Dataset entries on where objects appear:
— start —

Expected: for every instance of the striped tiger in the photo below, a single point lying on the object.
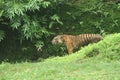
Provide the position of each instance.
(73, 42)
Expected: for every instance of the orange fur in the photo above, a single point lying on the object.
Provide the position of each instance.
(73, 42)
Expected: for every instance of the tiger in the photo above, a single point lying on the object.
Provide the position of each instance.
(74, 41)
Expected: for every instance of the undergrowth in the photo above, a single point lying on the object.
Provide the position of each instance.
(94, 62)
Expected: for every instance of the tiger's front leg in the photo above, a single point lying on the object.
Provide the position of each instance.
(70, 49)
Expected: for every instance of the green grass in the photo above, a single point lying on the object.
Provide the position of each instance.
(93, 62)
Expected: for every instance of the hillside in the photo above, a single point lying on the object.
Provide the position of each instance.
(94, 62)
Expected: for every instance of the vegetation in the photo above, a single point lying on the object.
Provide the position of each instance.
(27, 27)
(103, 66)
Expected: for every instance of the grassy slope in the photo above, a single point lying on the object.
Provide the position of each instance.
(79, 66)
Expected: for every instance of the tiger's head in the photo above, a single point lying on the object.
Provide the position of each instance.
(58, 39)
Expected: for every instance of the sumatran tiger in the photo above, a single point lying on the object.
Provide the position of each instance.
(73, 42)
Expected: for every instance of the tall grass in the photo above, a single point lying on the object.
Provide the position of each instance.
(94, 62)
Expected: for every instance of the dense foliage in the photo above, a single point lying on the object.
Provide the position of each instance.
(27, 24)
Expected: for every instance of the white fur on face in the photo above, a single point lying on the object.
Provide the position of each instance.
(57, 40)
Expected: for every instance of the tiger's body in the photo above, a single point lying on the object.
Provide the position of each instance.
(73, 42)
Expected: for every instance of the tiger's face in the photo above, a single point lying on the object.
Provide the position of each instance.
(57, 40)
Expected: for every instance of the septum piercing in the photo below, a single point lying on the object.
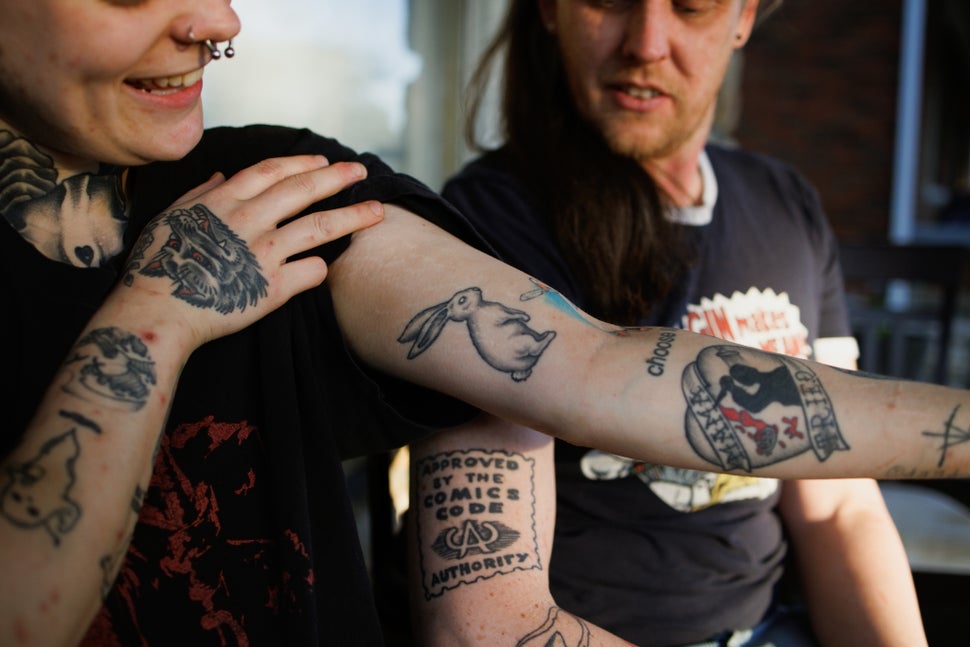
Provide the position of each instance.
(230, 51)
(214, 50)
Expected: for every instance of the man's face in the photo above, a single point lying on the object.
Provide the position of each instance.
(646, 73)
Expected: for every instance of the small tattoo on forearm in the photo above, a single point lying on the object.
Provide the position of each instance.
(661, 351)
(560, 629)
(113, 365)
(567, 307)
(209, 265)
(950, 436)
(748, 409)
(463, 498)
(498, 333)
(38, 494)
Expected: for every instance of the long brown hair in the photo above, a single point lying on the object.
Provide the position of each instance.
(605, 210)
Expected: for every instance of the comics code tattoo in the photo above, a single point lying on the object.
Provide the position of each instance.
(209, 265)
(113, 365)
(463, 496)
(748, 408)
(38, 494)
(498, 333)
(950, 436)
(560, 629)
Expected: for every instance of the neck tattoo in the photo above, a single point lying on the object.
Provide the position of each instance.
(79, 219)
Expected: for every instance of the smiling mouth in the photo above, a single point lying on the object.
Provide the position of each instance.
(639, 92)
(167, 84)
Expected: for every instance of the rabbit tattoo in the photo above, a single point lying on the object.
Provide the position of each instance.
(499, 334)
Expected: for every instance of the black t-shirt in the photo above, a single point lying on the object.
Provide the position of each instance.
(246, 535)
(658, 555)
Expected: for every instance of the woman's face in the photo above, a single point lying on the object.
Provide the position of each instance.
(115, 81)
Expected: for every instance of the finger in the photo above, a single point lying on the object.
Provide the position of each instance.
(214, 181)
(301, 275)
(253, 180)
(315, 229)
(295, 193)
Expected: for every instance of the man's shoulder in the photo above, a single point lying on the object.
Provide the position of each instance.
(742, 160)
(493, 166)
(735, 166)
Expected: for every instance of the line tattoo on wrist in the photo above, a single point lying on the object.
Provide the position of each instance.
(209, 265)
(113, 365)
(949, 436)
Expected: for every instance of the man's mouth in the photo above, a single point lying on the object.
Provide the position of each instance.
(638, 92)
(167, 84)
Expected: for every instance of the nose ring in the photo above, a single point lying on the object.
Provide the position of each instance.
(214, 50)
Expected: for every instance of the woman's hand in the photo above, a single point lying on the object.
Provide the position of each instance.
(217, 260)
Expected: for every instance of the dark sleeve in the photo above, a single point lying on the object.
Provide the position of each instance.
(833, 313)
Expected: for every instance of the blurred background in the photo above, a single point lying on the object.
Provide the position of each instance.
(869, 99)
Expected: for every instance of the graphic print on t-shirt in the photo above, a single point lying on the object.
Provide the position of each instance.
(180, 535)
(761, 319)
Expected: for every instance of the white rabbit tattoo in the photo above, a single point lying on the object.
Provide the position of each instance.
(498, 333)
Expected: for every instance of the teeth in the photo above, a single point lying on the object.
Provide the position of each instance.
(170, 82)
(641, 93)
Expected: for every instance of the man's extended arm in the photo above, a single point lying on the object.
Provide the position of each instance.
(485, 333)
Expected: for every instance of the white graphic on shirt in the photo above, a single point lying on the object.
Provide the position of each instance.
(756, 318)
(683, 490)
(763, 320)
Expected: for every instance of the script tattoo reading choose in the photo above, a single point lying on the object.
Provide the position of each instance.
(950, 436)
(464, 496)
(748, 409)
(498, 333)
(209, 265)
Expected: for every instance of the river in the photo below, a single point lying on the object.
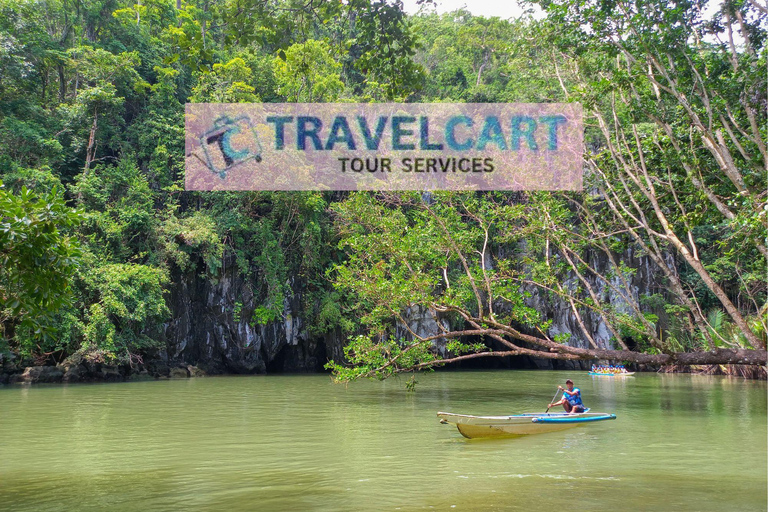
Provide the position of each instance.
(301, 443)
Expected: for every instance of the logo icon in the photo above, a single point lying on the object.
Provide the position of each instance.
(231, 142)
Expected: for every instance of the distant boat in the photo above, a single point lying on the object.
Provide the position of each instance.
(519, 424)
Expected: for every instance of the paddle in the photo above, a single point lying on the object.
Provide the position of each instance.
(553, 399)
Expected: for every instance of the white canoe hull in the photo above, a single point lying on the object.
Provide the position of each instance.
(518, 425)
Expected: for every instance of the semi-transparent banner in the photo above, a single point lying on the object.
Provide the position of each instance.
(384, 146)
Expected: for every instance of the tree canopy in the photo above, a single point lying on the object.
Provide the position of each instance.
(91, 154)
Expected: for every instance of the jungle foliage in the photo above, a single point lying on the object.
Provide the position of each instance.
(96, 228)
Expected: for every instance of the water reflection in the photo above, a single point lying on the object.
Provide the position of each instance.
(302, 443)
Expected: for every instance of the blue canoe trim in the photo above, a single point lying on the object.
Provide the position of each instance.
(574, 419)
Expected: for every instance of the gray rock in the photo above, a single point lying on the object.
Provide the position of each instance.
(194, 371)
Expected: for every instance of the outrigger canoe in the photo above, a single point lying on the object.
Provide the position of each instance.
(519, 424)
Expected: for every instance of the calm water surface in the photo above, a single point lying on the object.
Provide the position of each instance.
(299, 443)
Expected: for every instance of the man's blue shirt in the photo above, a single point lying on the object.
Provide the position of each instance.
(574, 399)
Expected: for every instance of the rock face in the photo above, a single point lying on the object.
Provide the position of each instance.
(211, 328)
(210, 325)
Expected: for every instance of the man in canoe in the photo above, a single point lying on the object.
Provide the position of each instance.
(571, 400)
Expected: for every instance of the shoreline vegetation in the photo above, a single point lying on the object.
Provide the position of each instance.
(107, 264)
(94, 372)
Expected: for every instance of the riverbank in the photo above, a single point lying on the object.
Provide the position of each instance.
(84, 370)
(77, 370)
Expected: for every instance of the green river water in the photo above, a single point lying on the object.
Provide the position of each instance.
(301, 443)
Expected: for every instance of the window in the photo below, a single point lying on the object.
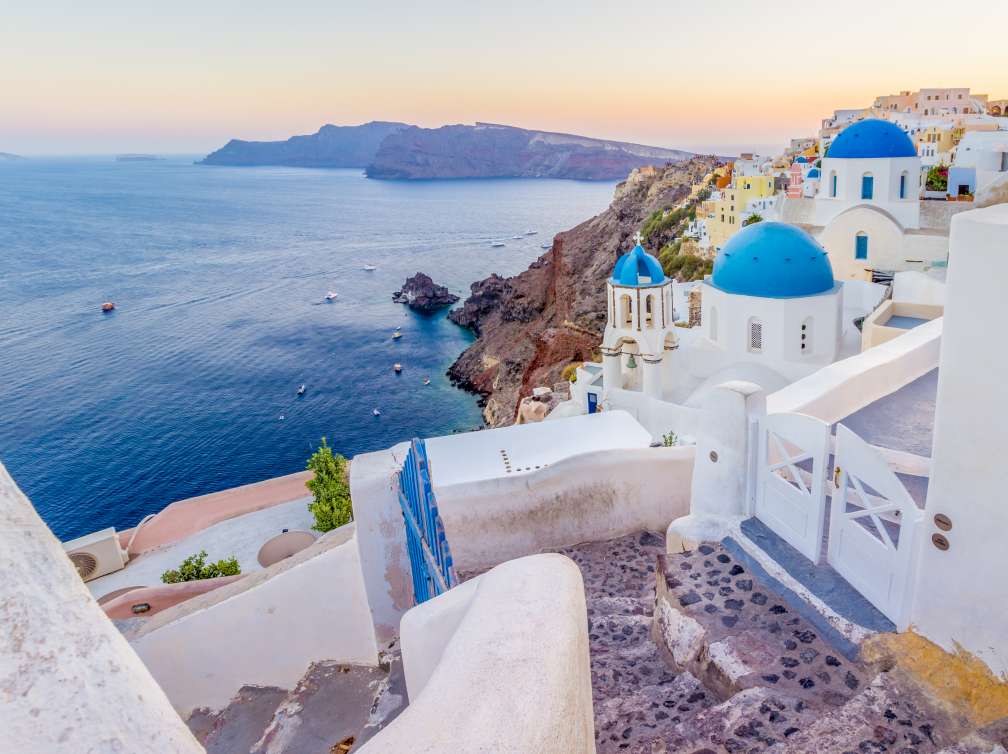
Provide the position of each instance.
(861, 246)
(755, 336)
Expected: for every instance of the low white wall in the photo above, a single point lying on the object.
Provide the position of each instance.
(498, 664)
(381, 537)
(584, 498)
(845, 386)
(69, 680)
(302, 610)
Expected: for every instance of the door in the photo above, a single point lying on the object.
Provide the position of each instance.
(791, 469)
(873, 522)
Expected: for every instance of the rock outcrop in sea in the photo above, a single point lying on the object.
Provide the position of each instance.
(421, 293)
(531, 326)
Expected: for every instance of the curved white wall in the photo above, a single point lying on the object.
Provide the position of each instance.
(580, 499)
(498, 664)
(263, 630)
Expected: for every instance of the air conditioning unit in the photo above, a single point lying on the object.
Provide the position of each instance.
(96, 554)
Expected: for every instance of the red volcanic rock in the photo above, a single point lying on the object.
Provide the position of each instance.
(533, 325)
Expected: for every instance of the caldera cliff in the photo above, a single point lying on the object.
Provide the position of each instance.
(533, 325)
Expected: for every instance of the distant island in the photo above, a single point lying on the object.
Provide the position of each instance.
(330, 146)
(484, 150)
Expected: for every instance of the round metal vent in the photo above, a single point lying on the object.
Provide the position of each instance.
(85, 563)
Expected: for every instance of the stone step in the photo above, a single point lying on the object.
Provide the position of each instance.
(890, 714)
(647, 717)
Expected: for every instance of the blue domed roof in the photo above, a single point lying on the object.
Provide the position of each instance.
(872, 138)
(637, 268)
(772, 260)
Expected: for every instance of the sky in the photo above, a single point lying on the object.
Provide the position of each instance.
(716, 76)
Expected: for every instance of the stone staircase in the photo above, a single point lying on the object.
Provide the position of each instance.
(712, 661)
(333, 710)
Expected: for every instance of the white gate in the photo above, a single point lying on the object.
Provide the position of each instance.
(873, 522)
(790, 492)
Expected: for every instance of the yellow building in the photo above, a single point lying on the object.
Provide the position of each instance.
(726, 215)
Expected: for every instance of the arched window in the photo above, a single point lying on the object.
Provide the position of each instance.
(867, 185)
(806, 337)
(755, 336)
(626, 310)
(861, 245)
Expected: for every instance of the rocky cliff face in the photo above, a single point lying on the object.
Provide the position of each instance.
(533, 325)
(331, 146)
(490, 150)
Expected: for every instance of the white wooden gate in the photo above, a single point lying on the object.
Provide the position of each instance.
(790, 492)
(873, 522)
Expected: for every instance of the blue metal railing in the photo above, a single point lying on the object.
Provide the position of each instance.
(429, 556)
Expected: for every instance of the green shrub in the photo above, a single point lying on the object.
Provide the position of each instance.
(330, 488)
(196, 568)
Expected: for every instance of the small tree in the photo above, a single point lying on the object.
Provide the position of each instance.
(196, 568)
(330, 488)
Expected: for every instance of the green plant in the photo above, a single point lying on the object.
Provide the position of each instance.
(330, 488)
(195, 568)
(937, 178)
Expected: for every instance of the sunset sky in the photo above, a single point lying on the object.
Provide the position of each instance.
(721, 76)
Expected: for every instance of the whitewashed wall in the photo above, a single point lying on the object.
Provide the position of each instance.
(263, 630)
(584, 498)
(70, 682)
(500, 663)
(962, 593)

— end —

__EXERCISE GOAL__:
Can you rewrite the entries from the line containing "Expected: for every instance of the arched" through the end, changing "sunset sky" to "evening sky" and leaving everything else as it is?

__RESULT BELOW__:
Expected: for every instance of the arched window in the photo above, a single point lying on the object.
Provide the position of each instance.
(867, 185)
(806, 337)
(755, 336)
(626, 310)
(861, 245)
Expected: for every instance of the rocky cliff face in the photo above, a single point lying on the object.
Provide the position of each instance.
(533, 325)
(331, 146)
(490, 150)
Expected: for every instance of the white wooden gate in the photo above, a single point lying on the object.
Provide the position of each instance.
(790, 492)
(873, 522)
Expected: for every instance of the blue metal railing in the photo above, a single point lying on the object.
Provide the position of each instance.
(429, 556)
Expected: for every instance of the green shrub in the photo above, a single point lying on the object.
Provide the position of each instance.
(330, 488)
(196, 568)
Expected: for every instance of the small tree in the photo above, a single point lying on the object.
Provide the position of each instance.
(196, 568)
(330, 488)
Expected: for every instance of the green plant in the photo above, a single point lying on the object.
Provide the position of each instance.
(330, 488)
(195, 568)
(937, 178)
Expected: for every instance of the evening sky in the photo above, a single point lying on the object.
Provide the position of each instance.
(721, 76)
Expected: for every instance of the whitewashed wall in the photo above, a single point lying on the object.
Provide the position of each instance.
(263, 630)
(584, 498)
(70, 682)
(500, 663)
(962, 593)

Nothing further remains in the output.